● **WHAT IS EXPECTED**:
How many of the lines in the material underneath include the string "backpack"? State the number only.

● **THE DATA**:
.....
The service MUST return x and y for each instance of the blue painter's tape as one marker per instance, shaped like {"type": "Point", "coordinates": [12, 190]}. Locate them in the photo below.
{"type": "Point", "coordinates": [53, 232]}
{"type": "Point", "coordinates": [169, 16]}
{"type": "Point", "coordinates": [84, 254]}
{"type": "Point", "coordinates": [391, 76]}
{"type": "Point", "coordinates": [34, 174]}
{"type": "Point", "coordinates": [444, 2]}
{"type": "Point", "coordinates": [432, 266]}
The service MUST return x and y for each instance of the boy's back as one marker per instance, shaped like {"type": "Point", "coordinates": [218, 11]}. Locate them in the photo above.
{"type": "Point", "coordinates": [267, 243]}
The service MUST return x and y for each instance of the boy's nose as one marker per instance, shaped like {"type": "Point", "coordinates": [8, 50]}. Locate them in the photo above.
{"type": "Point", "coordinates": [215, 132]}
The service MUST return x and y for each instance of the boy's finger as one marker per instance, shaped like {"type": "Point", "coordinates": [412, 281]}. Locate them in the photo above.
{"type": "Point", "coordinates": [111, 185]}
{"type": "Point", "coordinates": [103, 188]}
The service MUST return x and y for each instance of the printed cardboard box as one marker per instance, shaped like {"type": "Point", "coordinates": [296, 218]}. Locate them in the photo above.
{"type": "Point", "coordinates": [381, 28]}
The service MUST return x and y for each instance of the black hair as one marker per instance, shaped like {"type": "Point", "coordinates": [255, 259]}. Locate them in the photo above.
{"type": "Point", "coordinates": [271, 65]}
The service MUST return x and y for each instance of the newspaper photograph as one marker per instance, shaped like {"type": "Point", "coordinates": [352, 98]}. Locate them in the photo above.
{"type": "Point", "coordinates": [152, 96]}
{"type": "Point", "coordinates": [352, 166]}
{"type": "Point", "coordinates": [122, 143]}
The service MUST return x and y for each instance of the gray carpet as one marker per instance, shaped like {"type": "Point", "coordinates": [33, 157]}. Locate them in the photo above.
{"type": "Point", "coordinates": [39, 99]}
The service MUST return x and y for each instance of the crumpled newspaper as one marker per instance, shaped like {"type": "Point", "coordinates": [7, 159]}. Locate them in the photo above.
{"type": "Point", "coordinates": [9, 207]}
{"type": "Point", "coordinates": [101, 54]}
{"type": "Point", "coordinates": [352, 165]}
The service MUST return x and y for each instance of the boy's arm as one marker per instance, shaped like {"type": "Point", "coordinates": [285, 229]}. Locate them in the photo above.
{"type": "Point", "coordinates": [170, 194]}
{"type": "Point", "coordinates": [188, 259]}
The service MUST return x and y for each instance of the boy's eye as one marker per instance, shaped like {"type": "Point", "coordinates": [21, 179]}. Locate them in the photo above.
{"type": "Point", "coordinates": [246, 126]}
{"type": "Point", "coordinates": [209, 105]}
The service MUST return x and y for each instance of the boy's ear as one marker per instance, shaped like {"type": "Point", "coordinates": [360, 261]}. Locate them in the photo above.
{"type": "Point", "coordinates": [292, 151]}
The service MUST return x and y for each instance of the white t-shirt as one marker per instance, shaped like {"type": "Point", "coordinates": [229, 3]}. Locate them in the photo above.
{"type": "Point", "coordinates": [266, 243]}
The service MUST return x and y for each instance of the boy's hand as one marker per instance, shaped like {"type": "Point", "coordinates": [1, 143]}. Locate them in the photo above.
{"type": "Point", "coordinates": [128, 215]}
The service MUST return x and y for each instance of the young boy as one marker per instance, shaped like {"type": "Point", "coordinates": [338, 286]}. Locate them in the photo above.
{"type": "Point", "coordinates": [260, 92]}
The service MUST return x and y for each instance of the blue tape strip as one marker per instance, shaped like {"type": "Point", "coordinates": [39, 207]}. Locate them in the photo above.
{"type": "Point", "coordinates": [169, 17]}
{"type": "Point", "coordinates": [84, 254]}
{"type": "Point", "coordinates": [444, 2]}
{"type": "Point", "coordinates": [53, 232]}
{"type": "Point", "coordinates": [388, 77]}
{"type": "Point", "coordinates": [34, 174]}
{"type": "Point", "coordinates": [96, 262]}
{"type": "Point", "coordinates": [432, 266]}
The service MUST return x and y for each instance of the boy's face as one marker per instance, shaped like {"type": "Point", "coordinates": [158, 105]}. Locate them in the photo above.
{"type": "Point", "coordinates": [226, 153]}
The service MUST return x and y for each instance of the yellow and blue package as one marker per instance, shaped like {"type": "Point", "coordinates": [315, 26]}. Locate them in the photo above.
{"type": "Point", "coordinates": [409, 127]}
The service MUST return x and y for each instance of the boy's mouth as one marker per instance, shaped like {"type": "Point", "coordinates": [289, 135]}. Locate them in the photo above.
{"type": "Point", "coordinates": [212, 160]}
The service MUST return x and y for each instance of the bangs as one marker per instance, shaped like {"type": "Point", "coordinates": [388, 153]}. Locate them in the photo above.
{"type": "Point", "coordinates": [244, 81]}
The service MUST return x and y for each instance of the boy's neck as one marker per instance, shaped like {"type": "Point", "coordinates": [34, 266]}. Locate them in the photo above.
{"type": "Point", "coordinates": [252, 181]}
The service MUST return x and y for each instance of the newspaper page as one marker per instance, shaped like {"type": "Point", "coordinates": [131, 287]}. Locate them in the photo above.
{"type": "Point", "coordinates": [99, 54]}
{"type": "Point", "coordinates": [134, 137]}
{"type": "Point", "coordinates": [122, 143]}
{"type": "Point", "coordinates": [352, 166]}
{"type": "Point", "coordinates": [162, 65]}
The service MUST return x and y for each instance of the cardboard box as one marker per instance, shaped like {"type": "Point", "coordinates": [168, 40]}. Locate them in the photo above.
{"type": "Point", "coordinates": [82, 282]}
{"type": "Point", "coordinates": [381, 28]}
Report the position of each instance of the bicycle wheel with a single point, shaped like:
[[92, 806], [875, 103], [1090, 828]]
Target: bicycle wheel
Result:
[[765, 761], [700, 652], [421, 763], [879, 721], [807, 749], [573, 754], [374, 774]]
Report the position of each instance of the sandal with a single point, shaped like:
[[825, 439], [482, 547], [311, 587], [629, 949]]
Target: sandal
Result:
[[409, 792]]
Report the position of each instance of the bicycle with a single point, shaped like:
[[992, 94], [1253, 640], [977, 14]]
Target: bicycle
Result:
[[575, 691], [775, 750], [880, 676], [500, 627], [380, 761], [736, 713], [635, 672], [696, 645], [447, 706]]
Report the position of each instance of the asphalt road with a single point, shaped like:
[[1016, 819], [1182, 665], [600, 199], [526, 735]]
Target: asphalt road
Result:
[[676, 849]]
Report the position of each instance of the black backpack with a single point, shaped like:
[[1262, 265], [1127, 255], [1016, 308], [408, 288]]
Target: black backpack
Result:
.....
● **RESULT OF THIS TASK**:
2